• THE TASK
Write out the following listing's lines from the one with "find compartment shelf" to the one with "find decorative white", exactly, with both included and no others.

• PROVIDED ENTRIES
***
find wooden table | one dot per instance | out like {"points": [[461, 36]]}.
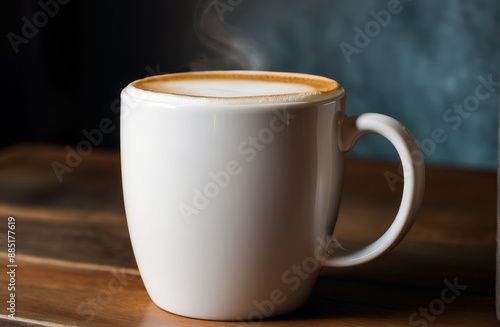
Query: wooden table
{"points": [[75, 264]]}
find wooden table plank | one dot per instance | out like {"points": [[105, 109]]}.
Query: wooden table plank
{"points": [[74, 251]]}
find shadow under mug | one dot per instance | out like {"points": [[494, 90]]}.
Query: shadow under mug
{"points": [[232, 199]]}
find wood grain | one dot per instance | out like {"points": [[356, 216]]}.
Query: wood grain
{"points": [[76, 266]]}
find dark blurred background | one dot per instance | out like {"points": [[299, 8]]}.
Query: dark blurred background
{"points": [[64, 62]]}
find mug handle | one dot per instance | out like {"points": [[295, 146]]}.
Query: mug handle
{"points": [[412, 160]]}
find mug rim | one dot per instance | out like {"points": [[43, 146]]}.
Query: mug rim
{"points": [[323, 88]]}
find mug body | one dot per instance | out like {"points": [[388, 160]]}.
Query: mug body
{"points": [[229, 206]]}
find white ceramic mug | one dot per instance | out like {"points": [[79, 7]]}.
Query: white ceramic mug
{"points": [[232, 185]]}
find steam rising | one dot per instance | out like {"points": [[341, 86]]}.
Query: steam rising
{"points": [[233, 49]]}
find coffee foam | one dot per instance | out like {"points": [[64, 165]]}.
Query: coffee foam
{"points": [[235, 87]]}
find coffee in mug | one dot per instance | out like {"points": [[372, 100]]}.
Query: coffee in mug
{"points": [[232, 179]]}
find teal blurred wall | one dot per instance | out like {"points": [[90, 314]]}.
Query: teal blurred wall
{"points": [[418, 61]]}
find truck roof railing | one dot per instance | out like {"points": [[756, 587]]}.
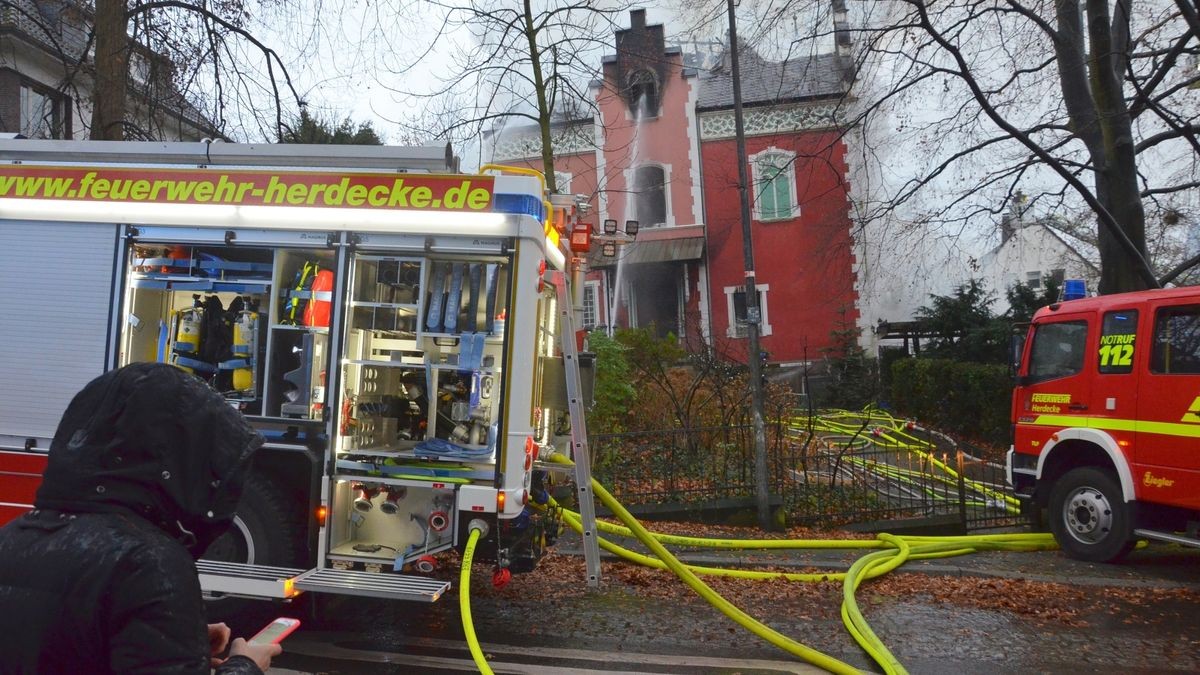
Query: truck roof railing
{"points": [[431, 159]]}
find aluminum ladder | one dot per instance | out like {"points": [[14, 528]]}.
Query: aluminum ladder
{"points": [[580, 453]]}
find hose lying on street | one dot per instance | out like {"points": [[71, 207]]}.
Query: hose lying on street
{"points": [[894, 551], [468, 626]]}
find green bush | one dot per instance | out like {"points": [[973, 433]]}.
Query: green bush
{"points": [[613, 392], [967, 399]]}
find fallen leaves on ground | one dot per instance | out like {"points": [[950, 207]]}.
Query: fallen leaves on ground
{"points": [[559, 578]]}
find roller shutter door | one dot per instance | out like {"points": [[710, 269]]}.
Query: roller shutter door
{"points": [[55, 309]]}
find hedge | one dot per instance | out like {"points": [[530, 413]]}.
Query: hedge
{"points": [[967, 399]]}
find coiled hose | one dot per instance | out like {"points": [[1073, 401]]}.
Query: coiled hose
{"points": [[468, 626]]}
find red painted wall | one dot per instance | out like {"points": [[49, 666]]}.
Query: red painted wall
{"points": [[808, 261]]}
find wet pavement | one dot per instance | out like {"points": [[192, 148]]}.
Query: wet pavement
{"points": [[984, 613]]}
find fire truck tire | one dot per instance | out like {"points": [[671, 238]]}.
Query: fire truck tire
{"points": [[1089, 517], [268, 530]]}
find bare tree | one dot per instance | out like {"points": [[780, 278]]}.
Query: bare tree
{"points": [[1087, 106], [529, 60], [198, 42], [143, 64]]}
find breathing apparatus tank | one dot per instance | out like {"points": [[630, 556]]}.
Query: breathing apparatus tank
{"points": [[316, 312], [245, 347], [186, 335]]}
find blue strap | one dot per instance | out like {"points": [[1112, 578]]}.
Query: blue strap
{"points": [[195, 364]]}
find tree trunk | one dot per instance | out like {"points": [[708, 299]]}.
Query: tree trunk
{"points": [[1113, 157], [112, 70], [547, 150]]}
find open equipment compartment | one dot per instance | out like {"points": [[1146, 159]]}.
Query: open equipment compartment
{"points": [[419, 407], [235, 317]]}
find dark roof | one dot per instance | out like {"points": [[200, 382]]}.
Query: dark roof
{"points": [[772, 82]]}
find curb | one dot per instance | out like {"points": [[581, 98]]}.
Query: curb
{"points": [[834, 565]]}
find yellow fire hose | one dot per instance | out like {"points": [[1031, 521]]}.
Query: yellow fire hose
{"points": [[478, 527], [895, 551]]}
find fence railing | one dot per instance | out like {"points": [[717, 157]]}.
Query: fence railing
{"points": [[821, 478]]}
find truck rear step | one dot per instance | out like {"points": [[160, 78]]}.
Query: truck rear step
{"points": [[372, 585], [250, 580], [1168, 537]]}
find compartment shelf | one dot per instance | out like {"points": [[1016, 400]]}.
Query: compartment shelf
{"points": [[383, 305], [319, 329], [418, 365]]}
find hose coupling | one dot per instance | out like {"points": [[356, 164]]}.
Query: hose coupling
{"points": [[479, 524]]}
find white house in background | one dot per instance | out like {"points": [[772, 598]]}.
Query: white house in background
{"points": [[1030, 250], [46, 93]]}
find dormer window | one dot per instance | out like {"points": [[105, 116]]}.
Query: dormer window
{"points": [[643, 94]]}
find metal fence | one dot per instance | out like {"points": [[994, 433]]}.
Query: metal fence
{"points": [[820, 479]]}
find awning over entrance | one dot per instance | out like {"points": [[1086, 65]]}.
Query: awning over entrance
{"points": [[661, 244]]}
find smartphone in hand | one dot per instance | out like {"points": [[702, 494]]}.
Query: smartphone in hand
{"points": [[274, 632]]}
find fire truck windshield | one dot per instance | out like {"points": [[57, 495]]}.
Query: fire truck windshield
{"points": [[1057, 350]]}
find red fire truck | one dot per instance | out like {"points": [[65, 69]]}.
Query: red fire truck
{"points": [[1107, 420]]}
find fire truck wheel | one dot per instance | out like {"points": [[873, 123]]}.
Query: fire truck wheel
{"points": [[1089, 517], [265, 531]]}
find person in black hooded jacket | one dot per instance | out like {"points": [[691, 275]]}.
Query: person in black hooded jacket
{"points": [[144, 472]]}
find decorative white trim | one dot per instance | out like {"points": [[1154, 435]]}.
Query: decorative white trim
{"points": [[706, 310], [694, 147], [666, 190], [563, 181], [526, 144], [731, 330], [778, 119], [601, 165], [793, 208]]}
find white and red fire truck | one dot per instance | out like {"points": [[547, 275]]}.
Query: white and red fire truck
{"points": [[390, 327], [1107, 418]]}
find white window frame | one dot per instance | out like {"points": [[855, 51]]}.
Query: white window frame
{"points": [[591, 292], [757, 185], [666, 191], [30, 112], [563, 181], [736, 329], [1033, 280]]}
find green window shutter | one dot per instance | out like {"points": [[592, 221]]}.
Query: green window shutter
{"points": [[783, 193], [766, 190]]}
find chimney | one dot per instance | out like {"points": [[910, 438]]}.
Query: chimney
{"points": [[841, 28], [637, 19]]}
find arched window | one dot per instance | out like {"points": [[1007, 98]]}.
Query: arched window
{"points": [[773, 175], [643, 94], [649, 196]]}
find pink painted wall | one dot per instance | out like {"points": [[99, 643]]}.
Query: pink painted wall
{"points": [[664, 141]]}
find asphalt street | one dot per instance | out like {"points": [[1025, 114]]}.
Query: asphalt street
{"points": [[1035, 613]]}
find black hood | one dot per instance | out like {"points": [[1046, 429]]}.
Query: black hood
{"points": [[151, 440]]}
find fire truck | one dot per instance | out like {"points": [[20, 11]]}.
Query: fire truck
{"points": [[393, 329], [1107, 419]]}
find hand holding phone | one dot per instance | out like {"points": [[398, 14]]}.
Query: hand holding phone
{"points": [[274, 632]]}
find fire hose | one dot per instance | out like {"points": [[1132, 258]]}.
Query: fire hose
{"points": [[893, 551]]}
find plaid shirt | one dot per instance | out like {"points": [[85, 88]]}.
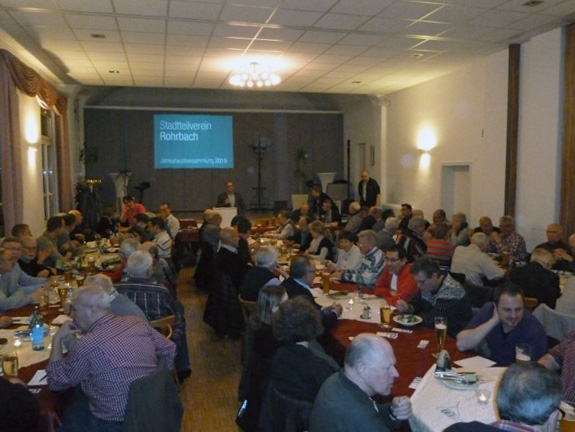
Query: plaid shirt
{"points": [[509, 426], [114, 352]]}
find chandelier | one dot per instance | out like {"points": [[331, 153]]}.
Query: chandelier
{"points": [[254, 75]]}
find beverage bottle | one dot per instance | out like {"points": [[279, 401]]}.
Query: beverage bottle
{"points": [[37, 331]]}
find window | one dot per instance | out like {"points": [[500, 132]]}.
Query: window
{"points": [[49, 163]]}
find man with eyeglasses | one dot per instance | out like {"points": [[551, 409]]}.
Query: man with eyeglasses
{"points": [[300, 282], [396, 282]]}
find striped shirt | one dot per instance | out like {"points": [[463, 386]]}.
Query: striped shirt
{"points": [[114, 352]]}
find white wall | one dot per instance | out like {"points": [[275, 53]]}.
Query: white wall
{"points": [[464, 111], [540, 135], [364, 123], [32, 165]]}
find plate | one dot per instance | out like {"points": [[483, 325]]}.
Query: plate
{"points": [[460, 386], [401, 319]]}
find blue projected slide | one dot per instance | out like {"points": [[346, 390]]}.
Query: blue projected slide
{"points": [[193, 141]]}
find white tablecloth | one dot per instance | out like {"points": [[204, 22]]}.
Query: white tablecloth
{"points": [[435, 406]]}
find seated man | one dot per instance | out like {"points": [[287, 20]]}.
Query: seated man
{"points": [[508, 240], [16, 287], [299, 284], [344, 402], [561, 358], [66, 245], [498, 327], [28, 261], [329, 214], [54, 228], [557, 247], [396, 282], [222, 310], [356, 215], [474, 263], [156, 302], [411, 238], [286, 227], [172, 222], [371, 265], [120, 305], [113, 352], [130, 210], [315, 200], [438, 295], [528, 399], [486, 226], [261, 274], [536, 278]]}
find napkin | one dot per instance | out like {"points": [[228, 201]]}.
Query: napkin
{"points": [[39, 378], [475, 362]]}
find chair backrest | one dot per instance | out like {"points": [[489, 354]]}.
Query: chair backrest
{"points": [[556, 324], [530, 303], [153, 403], [164, 325], [248, 308], [288, 414]]}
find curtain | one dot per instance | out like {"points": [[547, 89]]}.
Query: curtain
{"points": [[16, 75]]}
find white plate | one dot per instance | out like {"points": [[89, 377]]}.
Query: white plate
{"points": [[400, 320], [460, 386]]}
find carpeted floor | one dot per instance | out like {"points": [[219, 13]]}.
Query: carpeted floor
{"points": [[210, 394]]}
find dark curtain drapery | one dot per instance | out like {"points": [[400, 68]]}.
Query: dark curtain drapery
{"points": [[16, 75]]}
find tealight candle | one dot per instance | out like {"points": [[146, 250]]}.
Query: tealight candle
{"points": [[482, 396]]}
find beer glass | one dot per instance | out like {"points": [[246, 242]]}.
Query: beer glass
{"points": [[440, 332]]}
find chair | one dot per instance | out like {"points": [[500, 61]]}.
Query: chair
{"points": [[530, 303], [153, 403], [164, 325], [556, 324]]}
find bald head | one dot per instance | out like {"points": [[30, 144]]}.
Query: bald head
{"points": [[370, 364], [554, 233]]}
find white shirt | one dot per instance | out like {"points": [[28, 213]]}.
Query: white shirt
{"points": [[475, 265], [350, 260]]}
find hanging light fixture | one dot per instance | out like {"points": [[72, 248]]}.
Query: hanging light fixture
{"points": [[253, 76]]}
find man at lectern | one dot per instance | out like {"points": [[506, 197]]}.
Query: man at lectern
{"points": [[230, 198]]}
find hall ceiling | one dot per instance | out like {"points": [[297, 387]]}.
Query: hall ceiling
{"points": [[321, 46]]}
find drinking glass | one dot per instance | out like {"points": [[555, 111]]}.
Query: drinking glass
{"points": [[385, 315], [440, 332]]}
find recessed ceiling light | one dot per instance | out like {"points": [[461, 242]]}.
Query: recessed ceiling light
{"points": [[532, 3]]}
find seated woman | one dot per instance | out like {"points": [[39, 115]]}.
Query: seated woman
{"points": [[320, 247], [260, 346], [297, 371], [348, 254]]}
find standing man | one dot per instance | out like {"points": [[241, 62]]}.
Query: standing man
{"points": [[172, 222], [231, 198], [113, 352], [344, 402], [439, 295], [368, 190]]}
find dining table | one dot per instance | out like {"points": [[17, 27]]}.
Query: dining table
{"points": [[414, 346]]}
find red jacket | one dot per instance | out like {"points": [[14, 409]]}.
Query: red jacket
{"points": [[406, 286]]}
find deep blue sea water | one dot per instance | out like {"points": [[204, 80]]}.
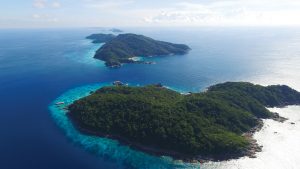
***
• SOLUTION FOR THIS EXERCISE
find compartment shelf | one dot per instance | out like {"points": [[1016, 400]]}.
Query: compartment shelf
{"points": [[383, 305], [319, 329], [418, 365]]}
find hose coupling | one dot per instance | out like {"points": [[356, 164]]}.
Query: hose coupling
{"points": [[479, 524]]}
find white house in background | one dot per instance | out like {"points": [[772, 598]]}.
Query: white house in background
{"points": [[1030, 250], [46, 93]]}
find dormer window | one dot per instance | out like {"points": [[105, 116]]}.
Query: dormer window
{"points": [[643, 94]]}
find metal fence | one dot per instance | out like {"points": [[994, 433]]}.
Query: metal fence
{"points": [[820, 479]]}
find awning over entrance | one dot per instance | out like {"points": [[1086, 65]]}.
Query: awning over entrance
{"points": [[661, 244]]}
find smartphone in hand | one dot per instance | out like {"points": [[702, 494]]}.
Query: smartphone in hand
{"points": [[274, 632]]}
find fire truck windshield | one dot per instance | out like {"points": [[57, 495]]}.
Query: fire truck windshield
{"points": [[1057, 350]]}
find red fire truck | one dot per instance | out like {"points": [[65, 69]]}.
Query: red fire truck
{"points": [[1107, 420]]}
find fire truck wheel | one dot per instance | out like {"points": [[873, 123]]}.
Query: fire truck wheel
{"points": [[1089, 517], [265, 531]]}
find person in black hooded jacket | one dot per instance | out like {"points": [[691, 275]]}.
Query: person in black hooded jacket
{"points": [[144, 472]]}
find decorative white trim | one dot per instance | out like {"points": [[1154, 435]]}.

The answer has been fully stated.